Set problem 1: Name every person the piece on the FEC and late-night comedy mentions by name.
Set problem 2: Revise the piece on the FEC and late-night comedy from "The FEC and" to "was not amused.", substituting "confetti" for "dollars".
Set problem 3: Carry the piece on the FEC and late-night comedy forward from its final sentence.

The FEC and Late-Night Comedy
FEC Chair Ravel is not the first former or present Commissioner to turn to Comedy Central to lampoon her own agency. Trevor Potter, once also a Chair, came to run a major reform organization that collaborated on bits of high comedy with Stephen Colbert. He even would emerge for his performance in a shower of dollars from something called the Mazda Scandal Booth. But he was out of the agency then and Ms. Ravel is still running it, and she decided that she had had enough of the FEC’s dysfunction and would play it for laughs. One of her colleagues was not amused.
Chair Ravel defended her appearance as free speech and as the only way now, all else having failed, to make her point. The problem for the FEC in any resort to high comedy is that the audience may misunderstand the joke. It is not a far cry from laughing at the agency to laughing at the law and concluding that politicians will never make or enforce rules against their own interest. The same ridicule can and has been directed at reform proposals.

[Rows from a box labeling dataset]
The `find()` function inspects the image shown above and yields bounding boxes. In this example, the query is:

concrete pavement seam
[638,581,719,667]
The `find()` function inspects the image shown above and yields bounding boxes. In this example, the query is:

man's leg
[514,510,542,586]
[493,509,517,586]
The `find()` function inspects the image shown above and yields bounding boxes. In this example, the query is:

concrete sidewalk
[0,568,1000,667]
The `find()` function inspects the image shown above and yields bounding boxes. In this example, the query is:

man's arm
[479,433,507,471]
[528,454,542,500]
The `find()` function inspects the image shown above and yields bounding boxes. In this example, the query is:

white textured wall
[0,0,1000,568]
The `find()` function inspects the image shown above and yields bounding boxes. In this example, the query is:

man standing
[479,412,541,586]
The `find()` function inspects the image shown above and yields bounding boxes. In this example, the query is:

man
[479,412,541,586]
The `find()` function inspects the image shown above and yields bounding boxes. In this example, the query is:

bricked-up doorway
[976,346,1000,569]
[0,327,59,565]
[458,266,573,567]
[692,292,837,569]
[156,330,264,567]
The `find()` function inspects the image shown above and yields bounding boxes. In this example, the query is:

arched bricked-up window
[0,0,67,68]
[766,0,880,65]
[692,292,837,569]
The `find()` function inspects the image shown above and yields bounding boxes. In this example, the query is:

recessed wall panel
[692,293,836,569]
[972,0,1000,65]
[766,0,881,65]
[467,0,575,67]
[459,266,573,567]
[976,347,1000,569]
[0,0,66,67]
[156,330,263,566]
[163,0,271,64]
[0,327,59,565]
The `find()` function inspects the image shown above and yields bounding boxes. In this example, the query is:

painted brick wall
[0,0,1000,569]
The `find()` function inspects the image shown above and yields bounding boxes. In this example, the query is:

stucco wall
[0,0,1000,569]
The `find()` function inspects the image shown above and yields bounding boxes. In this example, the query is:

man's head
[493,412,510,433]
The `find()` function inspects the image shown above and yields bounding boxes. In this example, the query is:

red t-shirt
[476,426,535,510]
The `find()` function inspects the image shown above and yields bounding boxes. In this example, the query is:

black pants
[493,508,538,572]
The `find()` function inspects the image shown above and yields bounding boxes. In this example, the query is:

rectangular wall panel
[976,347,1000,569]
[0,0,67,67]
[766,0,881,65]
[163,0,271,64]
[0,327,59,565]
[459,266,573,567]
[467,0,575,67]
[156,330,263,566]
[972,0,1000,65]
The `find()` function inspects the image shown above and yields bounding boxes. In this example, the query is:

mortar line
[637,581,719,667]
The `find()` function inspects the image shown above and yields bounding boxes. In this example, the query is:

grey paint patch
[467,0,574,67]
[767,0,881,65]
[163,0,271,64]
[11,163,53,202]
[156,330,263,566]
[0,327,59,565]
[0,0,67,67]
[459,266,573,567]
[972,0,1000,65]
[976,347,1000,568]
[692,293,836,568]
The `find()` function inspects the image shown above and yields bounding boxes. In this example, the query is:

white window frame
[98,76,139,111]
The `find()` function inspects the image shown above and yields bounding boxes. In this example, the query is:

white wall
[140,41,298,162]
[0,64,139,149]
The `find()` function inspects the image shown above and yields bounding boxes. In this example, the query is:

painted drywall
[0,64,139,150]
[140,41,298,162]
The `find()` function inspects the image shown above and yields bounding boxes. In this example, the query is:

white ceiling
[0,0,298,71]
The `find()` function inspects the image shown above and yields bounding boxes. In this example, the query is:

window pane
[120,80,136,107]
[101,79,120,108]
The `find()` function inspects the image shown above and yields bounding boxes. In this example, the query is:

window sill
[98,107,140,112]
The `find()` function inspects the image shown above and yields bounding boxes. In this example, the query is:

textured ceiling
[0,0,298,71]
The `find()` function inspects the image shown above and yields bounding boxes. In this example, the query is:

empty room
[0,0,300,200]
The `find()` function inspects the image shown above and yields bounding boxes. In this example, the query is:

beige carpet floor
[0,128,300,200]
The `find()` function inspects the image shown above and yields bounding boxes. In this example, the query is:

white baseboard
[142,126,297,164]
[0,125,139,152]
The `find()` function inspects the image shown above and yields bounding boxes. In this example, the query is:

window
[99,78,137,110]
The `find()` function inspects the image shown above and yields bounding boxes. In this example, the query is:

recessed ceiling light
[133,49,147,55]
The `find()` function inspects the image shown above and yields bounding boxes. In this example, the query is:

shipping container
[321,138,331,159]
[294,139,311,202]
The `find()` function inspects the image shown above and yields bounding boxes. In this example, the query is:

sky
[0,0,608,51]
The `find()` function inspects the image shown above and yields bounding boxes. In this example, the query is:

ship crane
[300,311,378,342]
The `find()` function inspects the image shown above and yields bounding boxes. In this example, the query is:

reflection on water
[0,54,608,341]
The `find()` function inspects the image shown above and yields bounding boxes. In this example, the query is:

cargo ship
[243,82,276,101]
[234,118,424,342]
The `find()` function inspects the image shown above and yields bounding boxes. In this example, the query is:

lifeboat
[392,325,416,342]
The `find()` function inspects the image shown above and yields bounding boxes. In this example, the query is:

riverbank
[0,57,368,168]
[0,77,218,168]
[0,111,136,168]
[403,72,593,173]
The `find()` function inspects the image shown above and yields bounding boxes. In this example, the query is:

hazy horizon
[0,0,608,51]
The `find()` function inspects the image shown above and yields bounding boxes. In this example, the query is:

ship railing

Exercise answer 1: Ravel, Trevor Potter, Stephen Colbert

Exercise answer 2:
The FEC and Late-Night Comedy
FEC Chair Ravel is not the first former or present Commissioner to turn to Comedy Central to lampoon her own agency. Trevor Potter, once also a Chair, came to run a major reform organization that collaborated on bits of high comedy with Stephen Colbert. He even would emerge for his performance in a shower of confetti from something called the Mazda Scandal Booth. But he was out of the agency then and Ms. Ravel is still running it, and she decided that she had had enough of the FEC’s dysfunction and would play it for laughs. One of her colleagues was not amused.

Exercise answer 3:
The quips at the FEC’s expense depend on clever bits of exaggeration and oversimplification that, in the best humor, expose some measure of truth. The tricky part is keeping the exaggeration under control so that it does not overwhelm the routine and strike a false note. Does the audience come away both entertained and better informed, or at risk of being misled?
Disclosure Wars
Sometimes those who disagree about campaign finance are almost deliberately talking past each other, dreading any concessions because, they think, to give an inch is to surrender a mile. This seems increasingly the case in arguments about disclosure and a good example are the opposing reactions to the Supreme Court's recent decision to decline review of California's 501(c)(3) disclosure requirements upheld by the Ninth Circuit in Center for Competitive Politics v. Harris, 784 F.3d 1307 (9th Cir. 2015).
Here is one fundamental difference: the belief on the part of decision proponents that it was a victory for campaign finance disclosure, and reply by critics that it had nothing to do with campaign finance at all. And indeed, in technical terms, the case is not a campaign finance case – – it does not involve electoral activities, which 501(c)(3)'s may not conduct, and the information that the government is asking for is not in theory to be made available to the general public but only for the use of authorities for law enforcement.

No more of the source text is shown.